Reproduce, with no alteration, the span of lines that begins at the line containing "Note to the class: find the granola" and ends at the last line of the records, both ends included, and nothing else.

Listed records —

┄┄┄┄┄┄┄┄┄┄

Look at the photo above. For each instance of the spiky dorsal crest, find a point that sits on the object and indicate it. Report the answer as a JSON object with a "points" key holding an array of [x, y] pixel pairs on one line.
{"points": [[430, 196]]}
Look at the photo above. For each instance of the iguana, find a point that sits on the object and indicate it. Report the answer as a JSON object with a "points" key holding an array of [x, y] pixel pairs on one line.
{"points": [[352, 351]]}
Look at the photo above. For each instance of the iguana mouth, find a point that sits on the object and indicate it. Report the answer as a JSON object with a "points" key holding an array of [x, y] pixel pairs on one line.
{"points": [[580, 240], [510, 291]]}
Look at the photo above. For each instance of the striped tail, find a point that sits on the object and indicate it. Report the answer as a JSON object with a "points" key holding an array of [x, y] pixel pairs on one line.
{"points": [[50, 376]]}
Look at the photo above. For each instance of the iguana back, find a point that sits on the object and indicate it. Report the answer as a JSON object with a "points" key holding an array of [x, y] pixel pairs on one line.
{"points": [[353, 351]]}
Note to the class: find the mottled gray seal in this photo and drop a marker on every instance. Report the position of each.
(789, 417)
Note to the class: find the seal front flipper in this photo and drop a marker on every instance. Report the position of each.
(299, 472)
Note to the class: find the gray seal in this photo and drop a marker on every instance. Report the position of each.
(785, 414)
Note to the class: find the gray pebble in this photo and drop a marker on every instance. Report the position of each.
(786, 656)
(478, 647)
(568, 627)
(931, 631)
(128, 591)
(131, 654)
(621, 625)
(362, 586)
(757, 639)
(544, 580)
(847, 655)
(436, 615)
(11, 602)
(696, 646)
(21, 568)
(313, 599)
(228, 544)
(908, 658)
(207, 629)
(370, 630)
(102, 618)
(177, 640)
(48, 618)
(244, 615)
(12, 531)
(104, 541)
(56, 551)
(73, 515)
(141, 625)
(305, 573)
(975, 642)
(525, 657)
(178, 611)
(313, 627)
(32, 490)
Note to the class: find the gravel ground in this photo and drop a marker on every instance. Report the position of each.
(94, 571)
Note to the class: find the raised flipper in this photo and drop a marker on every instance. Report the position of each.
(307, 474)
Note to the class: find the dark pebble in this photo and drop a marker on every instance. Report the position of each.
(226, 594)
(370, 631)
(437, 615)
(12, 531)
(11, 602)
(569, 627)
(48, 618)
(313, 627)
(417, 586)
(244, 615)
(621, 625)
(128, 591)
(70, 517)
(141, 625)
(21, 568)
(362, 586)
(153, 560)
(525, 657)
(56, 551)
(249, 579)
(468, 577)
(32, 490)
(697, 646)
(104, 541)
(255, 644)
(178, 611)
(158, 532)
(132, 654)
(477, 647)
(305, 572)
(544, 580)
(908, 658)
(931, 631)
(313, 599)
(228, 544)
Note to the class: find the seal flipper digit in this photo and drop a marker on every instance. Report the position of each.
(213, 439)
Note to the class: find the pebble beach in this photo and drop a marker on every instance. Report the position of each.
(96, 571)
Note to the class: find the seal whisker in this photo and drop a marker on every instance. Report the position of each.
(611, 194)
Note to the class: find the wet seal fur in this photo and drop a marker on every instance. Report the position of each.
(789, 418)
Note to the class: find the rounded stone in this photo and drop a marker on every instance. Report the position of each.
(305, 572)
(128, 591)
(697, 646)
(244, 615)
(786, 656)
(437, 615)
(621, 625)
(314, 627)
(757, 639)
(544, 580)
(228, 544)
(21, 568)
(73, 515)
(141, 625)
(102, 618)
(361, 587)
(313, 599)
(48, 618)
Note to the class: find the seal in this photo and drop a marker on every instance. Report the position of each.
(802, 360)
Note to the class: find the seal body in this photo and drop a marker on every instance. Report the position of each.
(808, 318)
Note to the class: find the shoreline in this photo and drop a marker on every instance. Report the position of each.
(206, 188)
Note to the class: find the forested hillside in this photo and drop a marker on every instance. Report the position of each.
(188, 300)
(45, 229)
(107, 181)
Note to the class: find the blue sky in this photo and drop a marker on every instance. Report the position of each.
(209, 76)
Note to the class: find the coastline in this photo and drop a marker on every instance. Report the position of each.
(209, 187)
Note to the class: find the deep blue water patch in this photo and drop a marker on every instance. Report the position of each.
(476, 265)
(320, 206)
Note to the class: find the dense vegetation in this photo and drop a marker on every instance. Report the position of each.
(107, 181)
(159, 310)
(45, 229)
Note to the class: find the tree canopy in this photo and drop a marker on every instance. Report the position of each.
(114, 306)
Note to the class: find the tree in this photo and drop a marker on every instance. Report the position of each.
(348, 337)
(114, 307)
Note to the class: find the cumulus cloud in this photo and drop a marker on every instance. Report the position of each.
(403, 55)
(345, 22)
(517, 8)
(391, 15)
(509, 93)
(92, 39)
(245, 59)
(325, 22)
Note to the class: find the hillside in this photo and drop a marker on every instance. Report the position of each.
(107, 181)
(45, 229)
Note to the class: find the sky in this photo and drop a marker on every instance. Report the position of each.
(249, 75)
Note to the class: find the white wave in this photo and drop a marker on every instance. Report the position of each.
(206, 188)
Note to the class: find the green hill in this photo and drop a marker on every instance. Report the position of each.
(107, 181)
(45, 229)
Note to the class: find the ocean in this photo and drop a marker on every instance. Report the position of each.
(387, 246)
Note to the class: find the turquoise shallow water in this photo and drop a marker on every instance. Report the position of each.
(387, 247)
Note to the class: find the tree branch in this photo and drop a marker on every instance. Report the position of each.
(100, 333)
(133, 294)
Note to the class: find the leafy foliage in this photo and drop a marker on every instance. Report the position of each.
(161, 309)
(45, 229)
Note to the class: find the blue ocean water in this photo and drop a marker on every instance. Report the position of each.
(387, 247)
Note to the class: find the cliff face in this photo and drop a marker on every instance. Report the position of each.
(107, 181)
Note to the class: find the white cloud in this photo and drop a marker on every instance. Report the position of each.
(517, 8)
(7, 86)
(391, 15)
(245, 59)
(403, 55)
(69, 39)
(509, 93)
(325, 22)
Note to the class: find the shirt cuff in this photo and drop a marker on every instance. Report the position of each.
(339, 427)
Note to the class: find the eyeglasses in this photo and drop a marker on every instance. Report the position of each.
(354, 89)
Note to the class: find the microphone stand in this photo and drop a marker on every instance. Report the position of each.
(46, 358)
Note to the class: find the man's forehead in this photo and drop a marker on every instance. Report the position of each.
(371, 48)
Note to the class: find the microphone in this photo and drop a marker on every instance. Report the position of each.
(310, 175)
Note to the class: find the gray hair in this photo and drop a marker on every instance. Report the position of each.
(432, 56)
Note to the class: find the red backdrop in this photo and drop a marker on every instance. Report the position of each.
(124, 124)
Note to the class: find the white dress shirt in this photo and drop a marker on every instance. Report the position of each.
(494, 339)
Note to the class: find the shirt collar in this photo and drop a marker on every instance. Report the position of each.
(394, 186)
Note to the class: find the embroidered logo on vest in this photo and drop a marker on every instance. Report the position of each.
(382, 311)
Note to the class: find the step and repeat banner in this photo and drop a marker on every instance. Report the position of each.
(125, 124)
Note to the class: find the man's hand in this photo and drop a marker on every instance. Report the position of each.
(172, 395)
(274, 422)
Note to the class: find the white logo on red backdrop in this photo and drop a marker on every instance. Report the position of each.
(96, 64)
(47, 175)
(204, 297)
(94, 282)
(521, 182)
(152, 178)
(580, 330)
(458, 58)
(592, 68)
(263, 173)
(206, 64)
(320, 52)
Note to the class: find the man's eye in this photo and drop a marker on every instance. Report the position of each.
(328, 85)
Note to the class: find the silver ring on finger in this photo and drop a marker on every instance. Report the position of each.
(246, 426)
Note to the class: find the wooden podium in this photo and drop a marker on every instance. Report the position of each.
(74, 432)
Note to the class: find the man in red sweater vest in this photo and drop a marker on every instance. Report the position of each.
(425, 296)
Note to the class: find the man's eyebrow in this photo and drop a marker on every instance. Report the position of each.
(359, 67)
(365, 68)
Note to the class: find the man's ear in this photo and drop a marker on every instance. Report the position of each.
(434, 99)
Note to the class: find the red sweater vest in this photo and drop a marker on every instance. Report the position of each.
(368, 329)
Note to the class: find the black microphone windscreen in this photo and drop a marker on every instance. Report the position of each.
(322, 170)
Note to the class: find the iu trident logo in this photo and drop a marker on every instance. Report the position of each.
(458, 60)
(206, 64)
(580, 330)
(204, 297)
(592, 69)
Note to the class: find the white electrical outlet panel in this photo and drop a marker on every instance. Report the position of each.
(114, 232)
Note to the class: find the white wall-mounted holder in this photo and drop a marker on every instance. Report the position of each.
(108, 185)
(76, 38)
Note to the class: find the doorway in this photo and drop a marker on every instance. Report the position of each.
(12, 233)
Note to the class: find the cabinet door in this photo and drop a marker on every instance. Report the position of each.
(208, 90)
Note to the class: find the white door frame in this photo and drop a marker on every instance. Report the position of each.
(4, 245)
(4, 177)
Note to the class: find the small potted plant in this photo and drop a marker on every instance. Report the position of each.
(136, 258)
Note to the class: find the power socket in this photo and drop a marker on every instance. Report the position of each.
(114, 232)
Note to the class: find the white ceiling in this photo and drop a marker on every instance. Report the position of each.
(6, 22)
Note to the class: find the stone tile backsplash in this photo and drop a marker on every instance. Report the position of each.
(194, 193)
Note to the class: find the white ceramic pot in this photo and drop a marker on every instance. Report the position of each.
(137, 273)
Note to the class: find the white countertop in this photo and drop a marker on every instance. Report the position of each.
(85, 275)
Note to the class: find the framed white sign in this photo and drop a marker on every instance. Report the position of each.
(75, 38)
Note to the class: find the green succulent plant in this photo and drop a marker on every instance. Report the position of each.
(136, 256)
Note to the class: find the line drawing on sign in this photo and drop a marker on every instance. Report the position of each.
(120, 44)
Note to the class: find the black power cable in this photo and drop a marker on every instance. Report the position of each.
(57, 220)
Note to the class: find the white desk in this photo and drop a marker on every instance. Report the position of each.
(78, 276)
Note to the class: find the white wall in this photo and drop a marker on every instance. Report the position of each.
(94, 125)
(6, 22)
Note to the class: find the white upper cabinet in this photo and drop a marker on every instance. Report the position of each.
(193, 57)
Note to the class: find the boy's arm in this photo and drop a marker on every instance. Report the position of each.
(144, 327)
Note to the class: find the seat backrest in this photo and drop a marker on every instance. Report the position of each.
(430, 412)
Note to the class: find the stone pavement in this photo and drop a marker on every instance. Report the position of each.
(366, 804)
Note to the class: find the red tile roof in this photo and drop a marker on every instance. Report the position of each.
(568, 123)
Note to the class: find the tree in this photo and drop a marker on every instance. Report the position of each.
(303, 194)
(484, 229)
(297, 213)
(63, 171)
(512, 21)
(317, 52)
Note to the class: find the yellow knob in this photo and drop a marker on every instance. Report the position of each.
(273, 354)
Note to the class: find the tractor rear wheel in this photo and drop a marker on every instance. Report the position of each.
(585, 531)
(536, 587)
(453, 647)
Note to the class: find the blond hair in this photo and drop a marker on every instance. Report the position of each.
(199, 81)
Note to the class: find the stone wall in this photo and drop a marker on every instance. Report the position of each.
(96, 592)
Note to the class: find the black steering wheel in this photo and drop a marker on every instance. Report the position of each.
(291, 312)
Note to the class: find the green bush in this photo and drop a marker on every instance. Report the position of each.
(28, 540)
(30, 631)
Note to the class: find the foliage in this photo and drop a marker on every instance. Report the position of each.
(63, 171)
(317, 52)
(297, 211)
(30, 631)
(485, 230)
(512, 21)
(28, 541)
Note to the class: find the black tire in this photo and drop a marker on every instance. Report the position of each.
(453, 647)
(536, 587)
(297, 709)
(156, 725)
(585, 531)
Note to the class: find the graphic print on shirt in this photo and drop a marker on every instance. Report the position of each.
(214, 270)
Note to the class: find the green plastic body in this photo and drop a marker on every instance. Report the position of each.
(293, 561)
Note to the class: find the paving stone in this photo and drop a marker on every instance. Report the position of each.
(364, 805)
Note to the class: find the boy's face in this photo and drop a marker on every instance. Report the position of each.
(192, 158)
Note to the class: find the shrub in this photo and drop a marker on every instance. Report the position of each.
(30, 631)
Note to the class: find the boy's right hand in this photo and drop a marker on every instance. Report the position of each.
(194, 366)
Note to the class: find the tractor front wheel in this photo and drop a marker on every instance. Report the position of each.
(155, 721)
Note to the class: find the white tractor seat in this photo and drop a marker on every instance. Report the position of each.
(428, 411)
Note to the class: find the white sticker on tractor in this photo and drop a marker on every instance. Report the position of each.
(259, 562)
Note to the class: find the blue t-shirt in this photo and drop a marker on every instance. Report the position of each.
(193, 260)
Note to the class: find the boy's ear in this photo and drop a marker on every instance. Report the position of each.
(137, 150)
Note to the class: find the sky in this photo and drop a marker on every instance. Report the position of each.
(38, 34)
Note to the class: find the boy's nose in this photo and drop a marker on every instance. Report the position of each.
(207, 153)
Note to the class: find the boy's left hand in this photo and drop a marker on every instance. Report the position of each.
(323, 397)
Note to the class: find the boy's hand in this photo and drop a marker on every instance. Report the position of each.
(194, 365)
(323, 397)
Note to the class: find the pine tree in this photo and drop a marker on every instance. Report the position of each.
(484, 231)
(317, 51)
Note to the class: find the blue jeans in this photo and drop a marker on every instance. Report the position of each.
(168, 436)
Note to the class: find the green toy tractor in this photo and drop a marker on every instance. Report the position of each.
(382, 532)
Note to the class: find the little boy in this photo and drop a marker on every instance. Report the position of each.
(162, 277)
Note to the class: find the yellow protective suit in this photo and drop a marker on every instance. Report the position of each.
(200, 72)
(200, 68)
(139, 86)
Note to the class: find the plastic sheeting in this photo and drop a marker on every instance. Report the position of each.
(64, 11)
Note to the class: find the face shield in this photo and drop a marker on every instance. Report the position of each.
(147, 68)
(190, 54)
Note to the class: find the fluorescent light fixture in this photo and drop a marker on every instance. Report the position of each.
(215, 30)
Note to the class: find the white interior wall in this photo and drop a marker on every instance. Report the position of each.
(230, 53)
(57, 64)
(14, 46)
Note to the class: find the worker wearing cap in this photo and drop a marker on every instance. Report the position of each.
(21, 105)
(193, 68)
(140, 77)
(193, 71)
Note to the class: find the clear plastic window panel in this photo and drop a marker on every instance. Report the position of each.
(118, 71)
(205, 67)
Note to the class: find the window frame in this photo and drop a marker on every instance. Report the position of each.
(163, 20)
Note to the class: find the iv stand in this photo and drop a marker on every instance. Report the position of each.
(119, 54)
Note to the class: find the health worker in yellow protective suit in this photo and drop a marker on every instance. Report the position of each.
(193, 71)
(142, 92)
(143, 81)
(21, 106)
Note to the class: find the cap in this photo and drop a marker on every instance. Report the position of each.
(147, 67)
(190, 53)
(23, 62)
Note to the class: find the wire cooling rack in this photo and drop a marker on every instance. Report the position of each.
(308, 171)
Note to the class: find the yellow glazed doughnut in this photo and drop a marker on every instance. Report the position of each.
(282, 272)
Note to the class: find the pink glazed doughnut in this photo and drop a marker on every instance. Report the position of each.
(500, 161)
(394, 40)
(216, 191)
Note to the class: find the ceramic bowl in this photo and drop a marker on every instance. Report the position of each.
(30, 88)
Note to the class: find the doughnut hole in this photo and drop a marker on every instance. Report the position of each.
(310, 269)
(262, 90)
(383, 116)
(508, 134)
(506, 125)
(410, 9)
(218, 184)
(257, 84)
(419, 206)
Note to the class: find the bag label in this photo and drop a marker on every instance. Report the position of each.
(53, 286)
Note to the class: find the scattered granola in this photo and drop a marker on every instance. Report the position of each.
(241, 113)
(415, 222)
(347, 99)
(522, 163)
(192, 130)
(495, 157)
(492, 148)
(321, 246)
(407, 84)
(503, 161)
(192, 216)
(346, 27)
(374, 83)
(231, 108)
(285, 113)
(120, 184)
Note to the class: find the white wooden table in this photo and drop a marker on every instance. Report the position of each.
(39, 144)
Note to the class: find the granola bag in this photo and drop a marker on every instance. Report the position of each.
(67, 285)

┄┄┄┄┄┄┄┄┄┄

Result for this task —
Note to the class: find the granola bag in this photo and drop a marker on every instance. Report the position of each.
(67, 285)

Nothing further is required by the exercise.